_Given instruction:_ Locate each line in the records below that includes the word "girl" and copy those lines.

*** Dataset excerpts

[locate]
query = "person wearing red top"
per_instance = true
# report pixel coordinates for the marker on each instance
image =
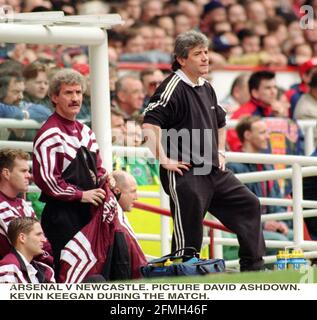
(263, 92)
(14, 179)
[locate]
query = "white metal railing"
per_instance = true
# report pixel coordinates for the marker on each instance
(297, 172)
(307, 127)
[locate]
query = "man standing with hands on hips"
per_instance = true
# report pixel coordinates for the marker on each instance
(185, 129)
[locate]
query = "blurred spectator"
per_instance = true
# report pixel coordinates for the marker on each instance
(256, 12)
(263, 92)
(306, 107)
(151, 9)
(167, 23)
(309, 193)
(151, 79)
(276, 26)
(134, 47)
(214, 11)
(253, 134)
(190, 9)
(182, 23)
(36, 83)
(22, 54)
(294, 93)
(133, 9)
(118, 128)
(239, 94)
(250, 42)
(93, 7)
(129, 97)
(236, 14)
(302, 53)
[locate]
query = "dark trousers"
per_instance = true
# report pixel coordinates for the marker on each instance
(60, 222)
(225, 197)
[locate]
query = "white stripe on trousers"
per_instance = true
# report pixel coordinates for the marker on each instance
(178, 228)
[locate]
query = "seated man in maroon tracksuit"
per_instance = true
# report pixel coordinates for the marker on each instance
(27, 238)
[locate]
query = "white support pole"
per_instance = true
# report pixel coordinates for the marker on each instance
(100, 100)
(38, 34)
(165, 223)
(297, 182)
(309, 141)
(218, 247)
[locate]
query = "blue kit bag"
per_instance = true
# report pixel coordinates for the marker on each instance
(182, 265)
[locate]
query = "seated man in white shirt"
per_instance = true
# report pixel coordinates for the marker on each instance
(27, 239)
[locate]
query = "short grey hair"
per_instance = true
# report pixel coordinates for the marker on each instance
(185, 42)
(65, 76)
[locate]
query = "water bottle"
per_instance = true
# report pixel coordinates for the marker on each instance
(282, 260)
(296, 260)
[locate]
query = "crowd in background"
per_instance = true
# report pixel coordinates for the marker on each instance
(255, 33)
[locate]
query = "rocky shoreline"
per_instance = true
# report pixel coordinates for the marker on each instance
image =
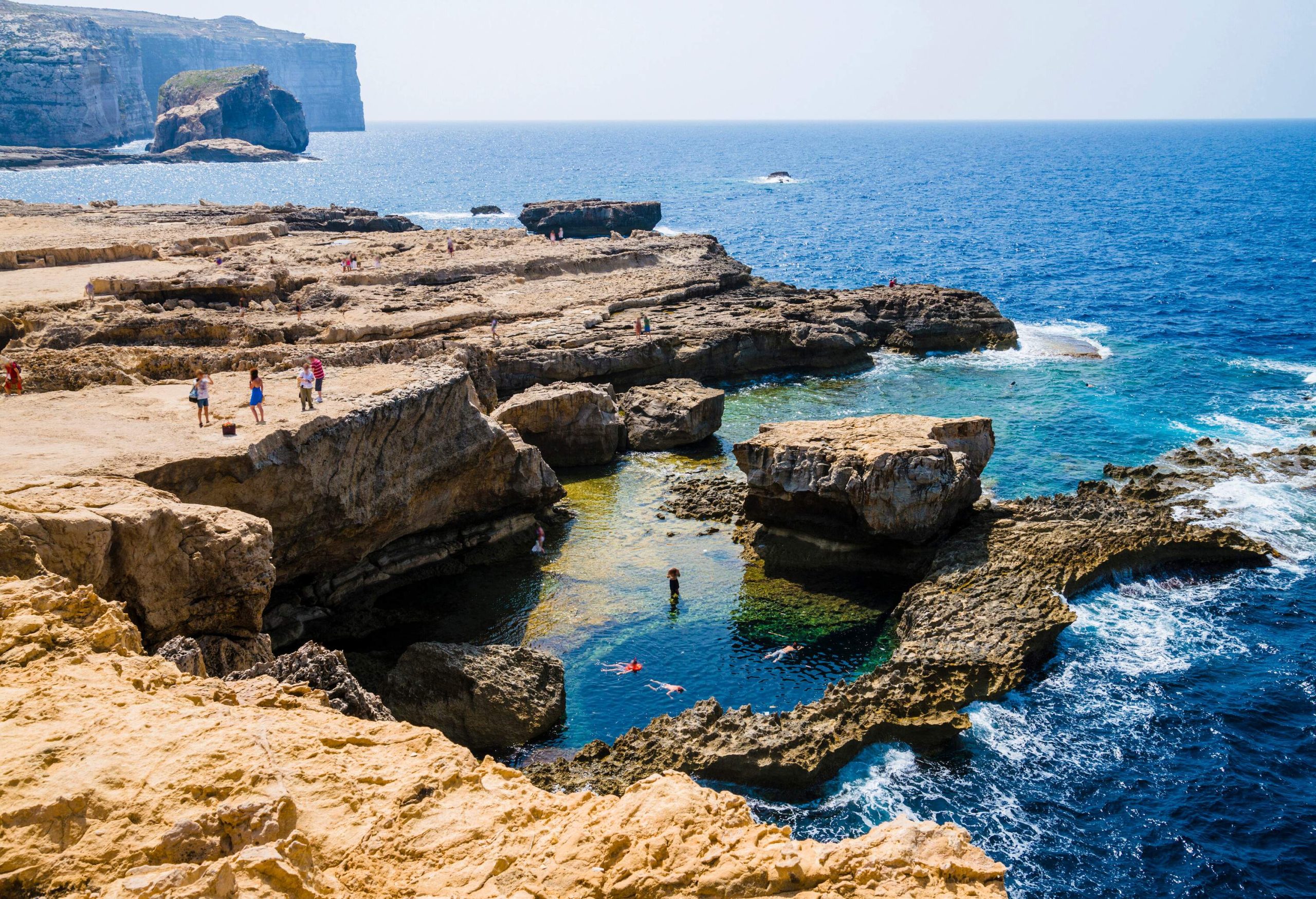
(457, 382)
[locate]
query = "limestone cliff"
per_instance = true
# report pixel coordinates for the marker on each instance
(82, 77)
(67, 81)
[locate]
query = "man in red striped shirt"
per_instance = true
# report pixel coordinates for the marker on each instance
(318, 369)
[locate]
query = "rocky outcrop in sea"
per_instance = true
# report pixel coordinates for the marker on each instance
(83, 77)
(228, 103)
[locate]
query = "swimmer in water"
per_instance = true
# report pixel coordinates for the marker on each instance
(669, 687)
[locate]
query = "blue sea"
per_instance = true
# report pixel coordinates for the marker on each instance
(1169, 748)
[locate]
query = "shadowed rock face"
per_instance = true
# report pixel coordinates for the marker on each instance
(229, 103)
(570, 424)
(590, 217)
(480, 695)
(988, 610)
(892, 477)
(671, 414)
(321, 669)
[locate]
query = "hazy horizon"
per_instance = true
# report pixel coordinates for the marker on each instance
(835, 61)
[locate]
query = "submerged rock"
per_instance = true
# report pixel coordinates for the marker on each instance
(671, 414)
(572, 424)
(590, 217)
(321, 669)
(891, 477)
(480, 696)
(229, 103)
(186, 653)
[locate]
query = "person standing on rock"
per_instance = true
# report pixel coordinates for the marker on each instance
(318, 369)
(257, 397)
(203, 397)
(306, 382)
(12, 378)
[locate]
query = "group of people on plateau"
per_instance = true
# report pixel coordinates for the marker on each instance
(311, 379)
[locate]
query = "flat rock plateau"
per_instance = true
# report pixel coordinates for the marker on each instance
(128, 528)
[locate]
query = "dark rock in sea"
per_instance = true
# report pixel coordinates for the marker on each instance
(671, 414)
(229, 103)
(186, 653)
(341, 219)
(481, 696)
(590, 217)
(706, 499)
(321, 669)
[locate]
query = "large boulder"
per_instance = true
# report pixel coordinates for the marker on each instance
(671, 414)
(182, 569)
(222, 103)
(480, 696)
(321, 669)
(570, 423)
(590, 217)
(891, 477)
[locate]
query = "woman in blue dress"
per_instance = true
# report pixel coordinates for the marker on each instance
(257, 398)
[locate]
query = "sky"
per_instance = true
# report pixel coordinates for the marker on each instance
(819, 60)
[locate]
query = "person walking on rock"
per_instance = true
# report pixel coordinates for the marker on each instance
(257, 397)
(306, 382)
(318, 369)
(12, 378)
(203, 397)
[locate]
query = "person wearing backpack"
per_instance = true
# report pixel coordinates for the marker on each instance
(12, 377)
(202, 397)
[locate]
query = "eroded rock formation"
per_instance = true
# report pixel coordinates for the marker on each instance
(590, 217)
(83, 77)
(986, 611)
(481, 696)
(236, 103)
(671, 414)
(320, 669)
(889, 477)
(280, 794)
(572, 424)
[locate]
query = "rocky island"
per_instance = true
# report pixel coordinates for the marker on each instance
(160, 581)
(90, 78)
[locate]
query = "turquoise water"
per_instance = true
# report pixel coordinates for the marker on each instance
(1169, 749)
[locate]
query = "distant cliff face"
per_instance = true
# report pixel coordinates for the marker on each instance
(74, 77)
(229, 103)
(66, 81)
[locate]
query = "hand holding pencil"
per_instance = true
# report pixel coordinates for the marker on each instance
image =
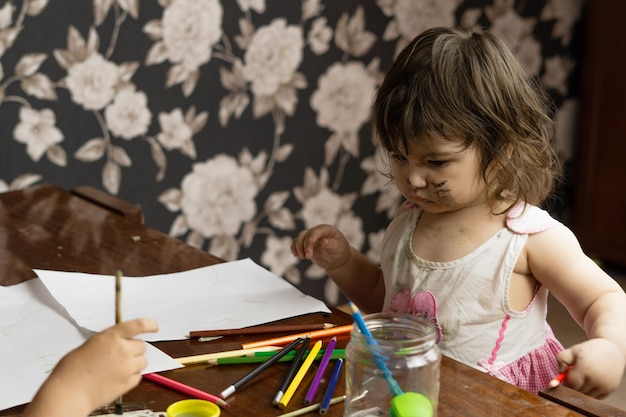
(106, 366)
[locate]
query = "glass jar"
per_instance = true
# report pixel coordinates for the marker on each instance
(406, 346)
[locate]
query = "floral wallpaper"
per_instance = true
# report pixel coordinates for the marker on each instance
(236, 123)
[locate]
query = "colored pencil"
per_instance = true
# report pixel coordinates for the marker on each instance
(308, 409)
(257, 358)
(118, 320)
(295, 365)
(285, 328)
(380, 362)
(185, 389)
(310, 395)
(300, 375)
(331, 386)
(558, 380)
(251, 375)
(186, 360)
(317, 334)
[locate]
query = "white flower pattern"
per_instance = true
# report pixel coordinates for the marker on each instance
(267, 131)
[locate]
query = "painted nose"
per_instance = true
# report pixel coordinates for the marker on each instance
(416, 179)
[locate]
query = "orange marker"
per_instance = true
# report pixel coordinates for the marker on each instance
(317, 334)
(558, 380)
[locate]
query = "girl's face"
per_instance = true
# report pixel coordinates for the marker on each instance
(439, 176)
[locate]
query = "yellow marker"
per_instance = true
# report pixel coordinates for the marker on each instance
(291, 389)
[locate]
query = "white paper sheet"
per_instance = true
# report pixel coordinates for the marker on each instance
(223, 296)
(35, 332)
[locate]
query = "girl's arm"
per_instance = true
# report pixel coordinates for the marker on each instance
(361, 281)
(595, 301)
(357, 277)
(107, 365)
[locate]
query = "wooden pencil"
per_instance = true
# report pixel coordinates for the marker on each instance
(314, 335)
(270, 328)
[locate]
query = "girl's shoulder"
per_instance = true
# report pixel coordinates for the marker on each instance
(527, 219)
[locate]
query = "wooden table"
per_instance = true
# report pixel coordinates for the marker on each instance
(87, 231)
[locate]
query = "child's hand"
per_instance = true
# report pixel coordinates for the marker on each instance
(597, 367)
(324, 245)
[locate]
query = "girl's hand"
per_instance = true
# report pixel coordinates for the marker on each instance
(597, 367)
(324, 245)
(104, 367)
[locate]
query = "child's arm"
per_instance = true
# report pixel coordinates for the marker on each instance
(357, 277)
(94, 374)
(594, 300)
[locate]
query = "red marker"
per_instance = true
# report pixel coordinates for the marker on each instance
(558, 380)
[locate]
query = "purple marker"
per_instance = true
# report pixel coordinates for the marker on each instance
(310, 395)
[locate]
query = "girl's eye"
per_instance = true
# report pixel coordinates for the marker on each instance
(398, 158)
(436, 162)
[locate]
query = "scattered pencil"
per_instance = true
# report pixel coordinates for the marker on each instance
(118, 320)
(291, 372)
(558, 380)
(310, 395)
(251, 375)
(337, 331)
(263, 356)
(332, 383)
(313, 407)
(297, 379)
(185, 389)
(284, 328)
(187, 360)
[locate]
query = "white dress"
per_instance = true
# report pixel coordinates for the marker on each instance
(467, 300)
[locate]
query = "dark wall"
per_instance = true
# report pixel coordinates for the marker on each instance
(234, 124)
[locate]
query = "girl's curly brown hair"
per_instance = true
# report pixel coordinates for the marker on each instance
(469, 86)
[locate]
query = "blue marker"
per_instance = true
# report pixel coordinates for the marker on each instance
(331, 386)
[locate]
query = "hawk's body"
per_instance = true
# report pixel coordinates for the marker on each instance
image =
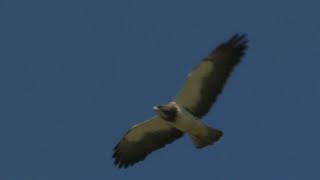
(182, 115)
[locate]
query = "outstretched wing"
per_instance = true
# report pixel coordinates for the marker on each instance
(142, 139)
(207, 80)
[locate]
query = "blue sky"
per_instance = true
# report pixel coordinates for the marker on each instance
(75, 75)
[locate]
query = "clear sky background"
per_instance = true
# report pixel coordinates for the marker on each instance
(76, 74)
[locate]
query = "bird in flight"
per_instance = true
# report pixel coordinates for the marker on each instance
(183, 114)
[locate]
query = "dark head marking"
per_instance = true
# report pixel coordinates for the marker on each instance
(167, 112)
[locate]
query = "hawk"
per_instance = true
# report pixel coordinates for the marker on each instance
(183, 114)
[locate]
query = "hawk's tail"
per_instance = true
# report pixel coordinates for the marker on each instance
(208, 136)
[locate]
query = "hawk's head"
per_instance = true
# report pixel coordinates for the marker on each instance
(167, 112)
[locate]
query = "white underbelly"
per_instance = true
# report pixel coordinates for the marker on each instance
(187, 124)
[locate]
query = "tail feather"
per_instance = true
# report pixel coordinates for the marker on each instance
(208, 137)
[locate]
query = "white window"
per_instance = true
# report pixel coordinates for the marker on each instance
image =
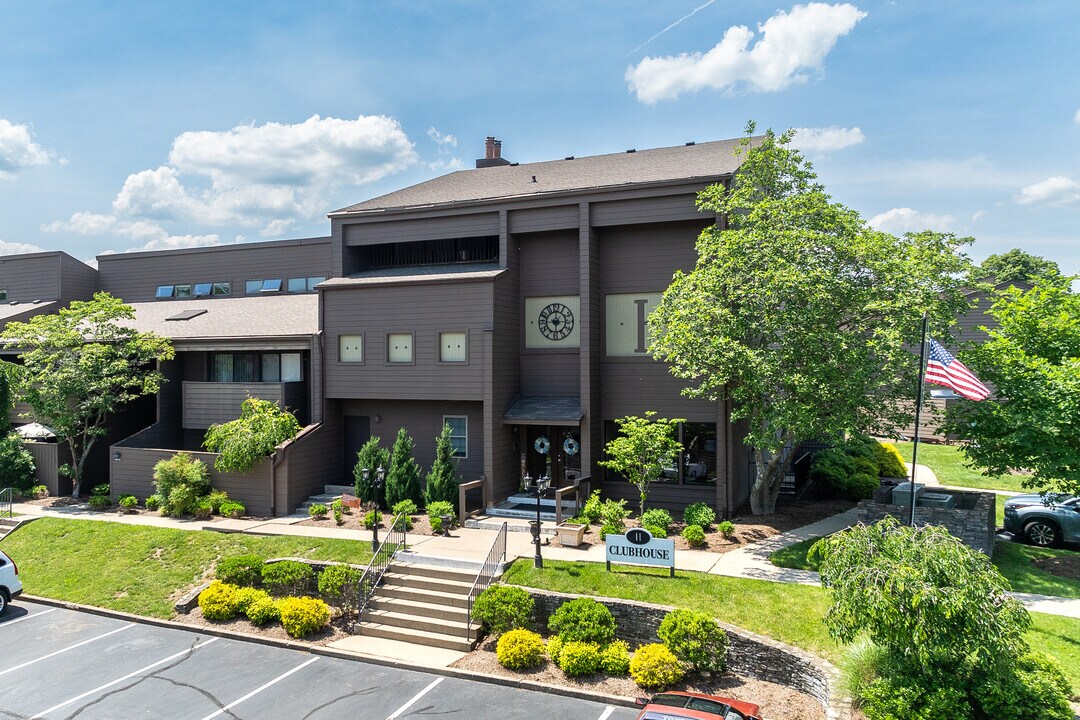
(400, 348)
(350, 349)
(453, 348)
(459, 434)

******

_Exercise response:_
query = "girl's face"
query = "girl's arm"
query = "girl's shoulder"
query = "girl's hand"
query = "girl's eye"
query = "girl's curly brown hair"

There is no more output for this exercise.